Transcribe only the part of the listing below that begins at the line containing "In this exercise you will tag the white flower" and runs to its final line, keeping both ends.

# Start of Information provided

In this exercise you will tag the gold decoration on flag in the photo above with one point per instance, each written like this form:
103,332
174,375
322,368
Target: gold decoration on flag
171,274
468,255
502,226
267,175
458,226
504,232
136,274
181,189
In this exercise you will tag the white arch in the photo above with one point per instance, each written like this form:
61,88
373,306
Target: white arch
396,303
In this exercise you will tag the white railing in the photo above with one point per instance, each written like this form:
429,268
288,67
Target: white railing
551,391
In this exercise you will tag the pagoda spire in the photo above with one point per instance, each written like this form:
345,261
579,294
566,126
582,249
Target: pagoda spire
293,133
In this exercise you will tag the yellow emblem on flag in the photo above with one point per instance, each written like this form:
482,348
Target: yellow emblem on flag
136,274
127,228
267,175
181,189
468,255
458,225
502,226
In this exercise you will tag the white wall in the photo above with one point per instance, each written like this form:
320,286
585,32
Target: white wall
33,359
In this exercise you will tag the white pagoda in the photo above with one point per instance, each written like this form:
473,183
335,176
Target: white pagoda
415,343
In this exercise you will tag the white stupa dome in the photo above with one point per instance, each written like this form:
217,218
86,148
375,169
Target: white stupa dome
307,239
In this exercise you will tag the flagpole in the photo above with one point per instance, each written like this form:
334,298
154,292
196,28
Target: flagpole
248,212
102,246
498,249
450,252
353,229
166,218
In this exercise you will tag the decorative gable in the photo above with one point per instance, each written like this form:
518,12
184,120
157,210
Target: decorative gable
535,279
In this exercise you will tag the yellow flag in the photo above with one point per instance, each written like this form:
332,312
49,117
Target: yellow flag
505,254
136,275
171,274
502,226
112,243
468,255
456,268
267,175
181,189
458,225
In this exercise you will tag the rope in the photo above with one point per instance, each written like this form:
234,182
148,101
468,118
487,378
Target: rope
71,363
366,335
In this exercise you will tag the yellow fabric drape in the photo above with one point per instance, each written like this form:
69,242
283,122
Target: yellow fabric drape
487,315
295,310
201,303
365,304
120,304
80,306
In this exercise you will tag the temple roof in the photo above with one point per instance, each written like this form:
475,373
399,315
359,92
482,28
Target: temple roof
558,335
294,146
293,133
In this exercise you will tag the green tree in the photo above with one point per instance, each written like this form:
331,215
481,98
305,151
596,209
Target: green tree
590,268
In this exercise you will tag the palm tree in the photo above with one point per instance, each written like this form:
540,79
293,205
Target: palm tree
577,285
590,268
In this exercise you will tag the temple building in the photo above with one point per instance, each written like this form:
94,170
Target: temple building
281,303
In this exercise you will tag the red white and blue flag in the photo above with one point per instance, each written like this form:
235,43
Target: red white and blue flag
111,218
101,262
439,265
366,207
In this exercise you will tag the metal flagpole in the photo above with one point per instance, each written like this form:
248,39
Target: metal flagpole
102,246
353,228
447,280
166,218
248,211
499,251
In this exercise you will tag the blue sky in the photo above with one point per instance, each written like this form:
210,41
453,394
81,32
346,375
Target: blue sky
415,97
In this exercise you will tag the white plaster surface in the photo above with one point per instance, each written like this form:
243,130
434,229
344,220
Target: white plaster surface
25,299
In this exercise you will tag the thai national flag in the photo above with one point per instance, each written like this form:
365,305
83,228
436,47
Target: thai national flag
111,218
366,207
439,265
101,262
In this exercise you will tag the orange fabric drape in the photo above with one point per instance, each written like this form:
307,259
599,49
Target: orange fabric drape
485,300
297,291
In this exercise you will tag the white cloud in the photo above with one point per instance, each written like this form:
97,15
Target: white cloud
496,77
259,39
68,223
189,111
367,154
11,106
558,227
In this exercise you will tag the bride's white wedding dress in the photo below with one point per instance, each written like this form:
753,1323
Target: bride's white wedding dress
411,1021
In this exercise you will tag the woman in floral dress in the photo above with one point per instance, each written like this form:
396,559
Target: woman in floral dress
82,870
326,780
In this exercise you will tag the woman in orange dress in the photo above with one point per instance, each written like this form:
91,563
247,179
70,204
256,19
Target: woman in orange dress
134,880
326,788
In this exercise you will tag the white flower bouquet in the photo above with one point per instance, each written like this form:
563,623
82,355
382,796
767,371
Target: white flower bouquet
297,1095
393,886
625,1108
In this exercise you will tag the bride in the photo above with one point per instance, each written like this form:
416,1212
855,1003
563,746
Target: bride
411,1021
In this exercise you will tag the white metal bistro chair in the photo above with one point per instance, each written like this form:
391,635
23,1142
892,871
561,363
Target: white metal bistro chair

# End of Information provided

▶ [Completed task]:
In this exercise you will tag the white flower bouquet in the photo above with one point per instance, each written like this form:
563,623
82,355
382,796
767,371
Target: white flower bouquet
297,1095
393,886
625,1108
In this exercise you will tag the bride in the photo above with one point per instance, each written like this form:
416,1212
855,1003
563,746
Target: bride
411,1021
In this exercise you will tag the white metal bistro chair in the photo above with one point per instance, each written like this form:
391,635
23,1142
892,871
561,363
Target: white metal bistro chair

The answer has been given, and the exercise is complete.